## Start Data listing

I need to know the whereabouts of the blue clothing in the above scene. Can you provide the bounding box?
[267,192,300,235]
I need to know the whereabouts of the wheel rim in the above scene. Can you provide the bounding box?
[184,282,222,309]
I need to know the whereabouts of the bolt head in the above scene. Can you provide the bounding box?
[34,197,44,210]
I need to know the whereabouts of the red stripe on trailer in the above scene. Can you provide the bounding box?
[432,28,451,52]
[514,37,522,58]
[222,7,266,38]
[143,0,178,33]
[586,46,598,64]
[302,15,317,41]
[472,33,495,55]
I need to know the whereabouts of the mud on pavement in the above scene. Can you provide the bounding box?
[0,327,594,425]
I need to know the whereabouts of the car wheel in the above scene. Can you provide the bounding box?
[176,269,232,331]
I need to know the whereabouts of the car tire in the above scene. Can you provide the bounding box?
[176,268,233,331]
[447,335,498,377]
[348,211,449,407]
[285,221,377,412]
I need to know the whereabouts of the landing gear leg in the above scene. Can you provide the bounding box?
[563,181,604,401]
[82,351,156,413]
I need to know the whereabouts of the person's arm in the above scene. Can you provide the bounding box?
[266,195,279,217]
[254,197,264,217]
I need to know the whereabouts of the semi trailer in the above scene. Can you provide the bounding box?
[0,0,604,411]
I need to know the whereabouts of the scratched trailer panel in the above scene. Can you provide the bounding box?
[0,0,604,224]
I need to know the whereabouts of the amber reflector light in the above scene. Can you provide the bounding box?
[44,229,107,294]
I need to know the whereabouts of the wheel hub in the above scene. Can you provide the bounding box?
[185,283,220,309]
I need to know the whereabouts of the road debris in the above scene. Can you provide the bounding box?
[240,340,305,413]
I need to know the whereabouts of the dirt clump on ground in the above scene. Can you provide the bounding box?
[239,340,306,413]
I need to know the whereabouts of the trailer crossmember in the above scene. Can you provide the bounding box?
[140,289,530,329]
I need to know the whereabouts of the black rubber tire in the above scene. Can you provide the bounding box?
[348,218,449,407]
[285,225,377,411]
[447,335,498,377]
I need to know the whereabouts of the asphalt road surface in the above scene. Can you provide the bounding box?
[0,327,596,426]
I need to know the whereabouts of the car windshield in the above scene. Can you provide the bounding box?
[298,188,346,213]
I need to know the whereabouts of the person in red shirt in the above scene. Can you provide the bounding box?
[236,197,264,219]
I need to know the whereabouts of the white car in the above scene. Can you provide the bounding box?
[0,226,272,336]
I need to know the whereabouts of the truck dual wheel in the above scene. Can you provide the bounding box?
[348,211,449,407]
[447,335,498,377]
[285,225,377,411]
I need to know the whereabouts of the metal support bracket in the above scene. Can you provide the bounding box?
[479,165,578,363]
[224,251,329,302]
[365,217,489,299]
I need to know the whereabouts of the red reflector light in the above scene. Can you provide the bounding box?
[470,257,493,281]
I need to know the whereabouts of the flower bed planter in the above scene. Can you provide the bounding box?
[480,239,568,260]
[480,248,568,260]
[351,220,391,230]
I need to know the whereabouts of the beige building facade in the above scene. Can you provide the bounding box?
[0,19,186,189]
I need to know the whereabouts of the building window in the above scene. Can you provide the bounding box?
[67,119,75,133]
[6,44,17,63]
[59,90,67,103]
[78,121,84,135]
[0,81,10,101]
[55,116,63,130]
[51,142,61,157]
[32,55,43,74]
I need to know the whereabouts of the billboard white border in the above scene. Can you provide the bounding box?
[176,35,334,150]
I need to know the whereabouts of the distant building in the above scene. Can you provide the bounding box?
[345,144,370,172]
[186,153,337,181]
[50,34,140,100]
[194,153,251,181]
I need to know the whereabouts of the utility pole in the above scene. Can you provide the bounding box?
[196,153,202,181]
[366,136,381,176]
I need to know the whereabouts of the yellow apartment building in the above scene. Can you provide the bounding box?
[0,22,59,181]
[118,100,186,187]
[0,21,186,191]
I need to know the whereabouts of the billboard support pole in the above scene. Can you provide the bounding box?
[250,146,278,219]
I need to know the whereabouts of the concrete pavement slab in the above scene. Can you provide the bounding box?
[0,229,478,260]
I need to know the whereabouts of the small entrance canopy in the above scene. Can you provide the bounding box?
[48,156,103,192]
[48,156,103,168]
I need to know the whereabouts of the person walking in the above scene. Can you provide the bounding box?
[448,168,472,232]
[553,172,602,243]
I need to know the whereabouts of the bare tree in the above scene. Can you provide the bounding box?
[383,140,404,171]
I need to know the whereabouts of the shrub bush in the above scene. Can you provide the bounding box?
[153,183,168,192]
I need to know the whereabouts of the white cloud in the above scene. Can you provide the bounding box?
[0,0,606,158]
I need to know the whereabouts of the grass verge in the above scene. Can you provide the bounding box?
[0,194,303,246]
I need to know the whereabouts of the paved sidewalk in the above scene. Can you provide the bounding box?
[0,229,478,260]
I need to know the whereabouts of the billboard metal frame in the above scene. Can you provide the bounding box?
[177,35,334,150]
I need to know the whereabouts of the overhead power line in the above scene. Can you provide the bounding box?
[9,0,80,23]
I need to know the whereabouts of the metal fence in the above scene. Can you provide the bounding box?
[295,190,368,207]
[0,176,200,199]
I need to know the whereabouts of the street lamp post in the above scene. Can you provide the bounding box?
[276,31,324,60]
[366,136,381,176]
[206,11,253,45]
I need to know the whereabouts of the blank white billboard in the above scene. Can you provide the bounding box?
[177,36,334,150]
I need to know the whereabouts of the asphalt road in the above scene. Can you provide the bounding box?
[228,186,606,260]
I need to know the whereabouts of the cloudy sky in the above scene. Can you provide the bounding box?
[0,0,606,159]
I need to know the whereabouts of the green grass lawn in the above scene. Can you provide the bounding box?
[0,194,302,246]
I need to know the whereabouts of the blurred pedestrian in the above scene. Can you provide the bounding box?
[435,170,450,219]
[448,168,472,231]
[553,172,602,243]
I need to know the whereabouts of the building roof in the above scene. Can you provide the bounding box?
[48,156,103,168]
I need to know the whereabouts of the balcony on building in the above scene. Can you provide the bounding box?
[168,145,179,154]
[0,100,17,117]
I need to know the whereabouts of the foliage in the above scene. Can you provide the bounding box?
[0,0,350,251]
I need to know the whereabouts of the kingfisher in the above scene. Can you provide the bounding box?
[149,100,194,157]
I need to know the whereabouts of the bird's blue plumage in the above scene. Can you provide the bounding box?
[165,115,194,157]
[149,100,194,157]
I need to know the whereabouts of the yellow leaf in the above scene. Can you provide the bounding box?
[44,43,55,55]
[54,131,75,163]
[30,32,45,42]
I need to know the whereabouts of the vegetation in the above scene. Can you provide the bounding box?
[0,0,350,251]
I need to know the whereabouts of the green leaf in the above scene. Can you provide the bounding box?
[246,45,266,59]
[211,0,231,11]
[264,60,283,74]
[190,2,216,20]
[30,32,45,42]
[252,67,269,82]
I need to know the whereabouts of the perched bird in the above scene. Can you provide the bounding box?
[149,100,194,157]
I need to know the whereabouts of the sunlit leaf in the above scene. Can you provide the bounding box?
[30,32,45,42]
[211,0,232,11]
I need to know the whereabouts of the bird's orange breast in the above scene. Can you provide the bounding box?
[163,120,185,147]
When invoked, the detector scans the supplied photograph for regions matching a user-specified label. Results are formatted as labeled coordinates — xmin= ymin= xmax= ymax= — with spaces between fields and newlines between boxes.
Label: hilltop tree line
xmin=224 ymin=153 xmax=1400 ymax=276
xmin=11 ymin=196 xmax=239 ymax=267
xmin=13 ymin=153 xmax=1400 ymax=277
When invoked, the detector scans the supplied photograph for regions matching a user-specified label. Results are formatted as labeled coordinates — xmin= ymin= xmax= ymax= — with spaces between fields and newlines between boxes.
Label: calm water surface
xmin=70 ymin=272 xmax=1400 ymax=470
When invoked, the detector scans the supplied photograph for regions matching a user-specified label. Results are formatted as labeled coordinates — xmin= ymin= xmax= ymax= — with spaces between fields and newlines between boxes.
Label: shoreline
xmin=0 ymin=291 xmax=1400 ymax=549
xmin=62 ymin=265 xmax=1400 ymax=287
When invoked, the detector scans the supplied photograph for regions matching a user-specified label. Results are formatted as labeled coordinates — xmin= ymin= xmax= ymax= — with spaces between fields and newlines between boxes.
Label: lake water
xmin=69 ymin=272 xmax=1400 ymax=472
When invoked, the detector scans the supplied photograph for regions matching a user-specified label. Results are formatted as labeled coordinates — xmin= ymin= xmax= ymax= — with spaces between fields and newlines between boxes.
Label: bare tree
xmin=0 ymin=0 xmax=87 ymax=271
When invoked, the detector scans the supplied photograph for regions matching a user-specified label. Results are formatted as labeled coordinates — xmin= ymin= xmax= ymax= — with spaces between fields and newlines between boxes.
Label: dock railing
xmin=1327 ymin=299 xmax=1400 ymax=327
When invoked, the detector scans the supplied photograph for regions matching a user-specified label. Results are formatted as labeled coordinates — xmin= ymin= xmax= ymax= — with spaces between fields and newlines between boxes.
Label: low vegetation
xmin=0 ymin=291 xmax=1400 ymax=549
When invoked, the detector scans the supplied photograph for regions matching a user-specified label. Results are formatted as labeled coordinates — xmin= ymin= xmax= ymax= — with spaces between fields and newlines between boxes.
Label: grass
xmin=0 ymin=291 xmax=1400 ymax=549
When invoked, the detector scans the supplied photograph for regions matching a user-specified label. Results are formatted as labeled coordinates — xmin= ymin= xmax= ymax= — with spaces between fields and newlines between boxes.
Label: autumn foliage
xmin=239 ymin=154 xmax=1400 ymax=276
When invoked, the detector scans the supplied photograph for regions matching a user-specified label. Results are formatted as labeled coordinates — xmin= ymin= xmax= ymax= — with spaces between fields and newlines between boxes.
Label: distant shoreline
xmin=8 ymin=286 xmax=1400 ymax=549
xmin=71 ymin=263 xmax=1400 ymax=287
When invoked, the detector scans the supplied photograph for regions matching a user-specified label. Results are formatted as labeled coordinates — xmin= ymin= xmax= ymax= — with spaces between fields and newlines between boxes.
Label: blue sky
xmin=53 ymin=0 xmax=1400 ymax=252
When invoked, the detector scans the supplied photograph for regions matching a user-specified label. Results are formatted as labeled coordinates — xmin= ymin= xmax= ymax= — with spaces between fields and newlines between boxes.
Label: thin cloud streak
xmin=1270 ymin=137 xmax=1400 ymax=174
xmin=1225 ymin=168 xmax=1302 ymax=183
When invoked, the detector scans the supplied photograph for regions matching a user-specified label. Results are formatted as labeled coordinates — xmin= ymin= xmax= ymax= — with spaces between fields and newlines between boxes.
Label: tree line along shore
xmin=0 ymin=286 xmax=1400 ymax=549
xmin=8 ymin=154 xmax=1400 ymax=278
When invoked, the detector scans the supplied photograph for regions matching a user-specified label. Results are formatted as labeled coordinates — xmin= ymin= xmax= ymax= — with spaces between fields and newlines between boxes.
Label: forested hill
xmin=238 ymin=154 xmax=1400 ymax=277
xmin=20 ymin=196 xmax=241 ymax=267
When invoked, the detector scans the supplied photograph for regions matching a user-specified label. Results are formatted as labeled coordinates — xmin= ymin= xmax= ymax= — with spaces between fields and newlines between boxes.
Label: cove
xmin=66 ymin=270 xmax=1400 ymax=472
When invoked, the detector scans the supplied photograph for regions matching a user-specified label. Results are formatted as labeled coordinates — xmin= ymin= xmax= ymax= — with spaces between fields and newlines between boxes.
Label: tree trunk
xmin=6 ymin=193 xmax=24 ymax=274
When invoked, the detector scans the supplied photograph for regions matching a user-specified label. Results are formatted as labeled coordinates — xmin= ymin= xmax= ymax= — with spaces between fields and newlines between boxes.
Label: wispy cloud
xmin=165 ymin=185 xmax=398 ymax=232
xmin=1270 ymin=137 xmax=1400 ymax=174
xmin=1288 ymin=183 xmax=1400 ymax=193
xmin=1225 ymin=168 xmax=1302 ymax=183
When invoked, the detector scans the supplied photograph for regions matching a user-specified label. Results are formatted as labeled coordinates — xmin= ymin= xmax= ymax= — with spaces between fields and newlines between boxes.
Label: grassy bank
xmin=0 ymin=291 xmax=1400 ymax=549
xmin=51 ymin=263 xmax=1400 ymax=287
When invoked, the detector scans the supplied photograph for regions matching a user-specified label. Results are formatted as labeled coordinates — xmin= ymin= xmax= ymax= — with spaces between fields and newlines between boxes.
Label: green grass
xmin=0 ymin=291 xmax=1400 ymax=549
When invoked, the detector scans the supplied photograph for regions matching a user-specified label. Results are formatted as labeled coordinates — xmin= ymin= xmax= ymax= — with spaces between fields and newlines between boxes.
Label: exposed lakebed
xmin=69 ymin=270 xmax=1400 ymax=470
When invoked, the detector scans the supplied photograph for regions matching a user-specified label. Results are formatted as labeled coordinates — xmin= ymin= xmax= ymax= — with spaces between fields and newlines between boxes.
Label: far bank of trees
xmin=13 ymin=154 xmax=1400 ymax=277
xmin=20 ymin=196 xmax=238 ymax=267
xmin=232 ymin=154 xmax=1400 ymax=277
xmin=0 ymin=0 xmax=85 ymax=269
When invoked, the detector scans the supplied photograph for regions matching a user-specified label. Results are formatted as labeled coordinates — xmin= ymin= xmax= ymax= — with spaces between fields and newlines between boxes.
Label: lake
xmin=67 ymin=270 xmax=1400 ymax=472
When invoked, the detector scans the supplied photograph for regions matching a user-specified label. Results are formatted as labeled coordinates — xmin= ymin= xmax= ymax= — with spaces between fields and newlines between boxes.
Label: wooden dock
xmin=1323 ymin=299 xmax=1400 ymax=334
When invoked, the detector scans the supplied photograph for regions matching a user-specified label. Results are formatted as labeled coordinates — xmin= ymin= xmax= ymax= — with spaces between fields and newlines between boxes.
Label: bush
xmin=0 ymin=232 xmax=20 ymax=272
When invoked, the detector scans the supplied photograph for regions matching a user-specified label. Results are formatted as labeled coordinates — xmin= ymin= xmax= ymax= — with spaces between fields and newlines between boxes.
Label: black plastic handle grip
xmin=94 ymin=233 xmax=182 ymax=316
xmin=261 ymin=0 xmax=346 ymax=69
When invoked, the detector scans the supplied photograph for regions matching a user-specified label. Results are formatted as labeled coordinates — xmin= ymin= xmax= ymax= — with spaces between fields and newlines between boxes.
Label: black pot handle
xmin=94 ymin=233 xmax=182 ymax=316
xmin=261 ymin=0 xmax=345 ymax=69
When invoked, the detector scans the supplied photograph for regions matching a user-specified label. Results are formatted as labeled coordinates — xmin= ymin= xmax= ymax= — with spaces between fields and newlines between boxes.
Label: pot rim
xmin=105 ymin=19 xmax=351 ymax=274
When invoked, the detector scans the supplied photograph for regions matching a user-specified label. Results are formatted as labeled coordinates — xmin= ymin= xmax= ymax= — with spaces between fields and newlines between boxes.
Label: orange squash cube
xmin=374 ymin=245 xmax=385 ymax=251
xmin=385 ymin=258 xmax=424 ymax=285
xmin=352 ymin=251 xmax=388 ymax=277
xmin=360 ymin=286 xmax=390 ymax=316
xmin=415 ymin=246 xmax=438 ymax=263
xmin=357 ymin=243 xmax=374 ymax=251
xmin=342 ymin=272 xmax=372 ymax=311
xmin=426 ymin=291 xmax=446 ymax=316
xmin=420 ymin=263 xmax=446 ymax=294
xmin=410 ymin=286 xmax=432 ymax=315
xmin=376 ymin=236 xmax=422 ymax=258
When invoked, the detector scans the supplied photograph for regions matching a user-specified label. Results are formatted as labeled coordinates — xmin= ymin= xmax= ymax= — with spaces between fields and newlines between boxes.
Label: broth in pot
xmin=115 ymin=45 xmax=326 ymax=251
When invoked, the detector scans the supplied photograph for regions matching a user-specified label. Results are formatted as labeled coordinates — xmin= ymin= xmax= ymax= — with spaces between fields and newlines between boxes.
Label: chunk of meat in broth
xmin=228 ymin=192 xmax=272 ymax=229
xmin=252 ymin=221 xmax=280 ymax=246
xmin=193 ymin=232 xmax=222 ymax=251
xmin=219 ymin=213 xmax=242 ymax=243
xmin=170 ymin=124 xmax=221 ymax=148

## End Data listing

» Task to carry out:
Pick out every line above that contains the word "white", and copy each one in full.

» Solution below:
I need to know the whereabouts of the white car in the above scene. Can you provide the bounding box?
I need to know the whereabouts of the billboard white border in the above scene. Can you provide the bounding box?
I need to know the whereabouts of the white cloud in the above scene. Can you provide the bounding box?
I need to know the whereabouts of the blank white billboard in the above scene. Can you provide the bounding box?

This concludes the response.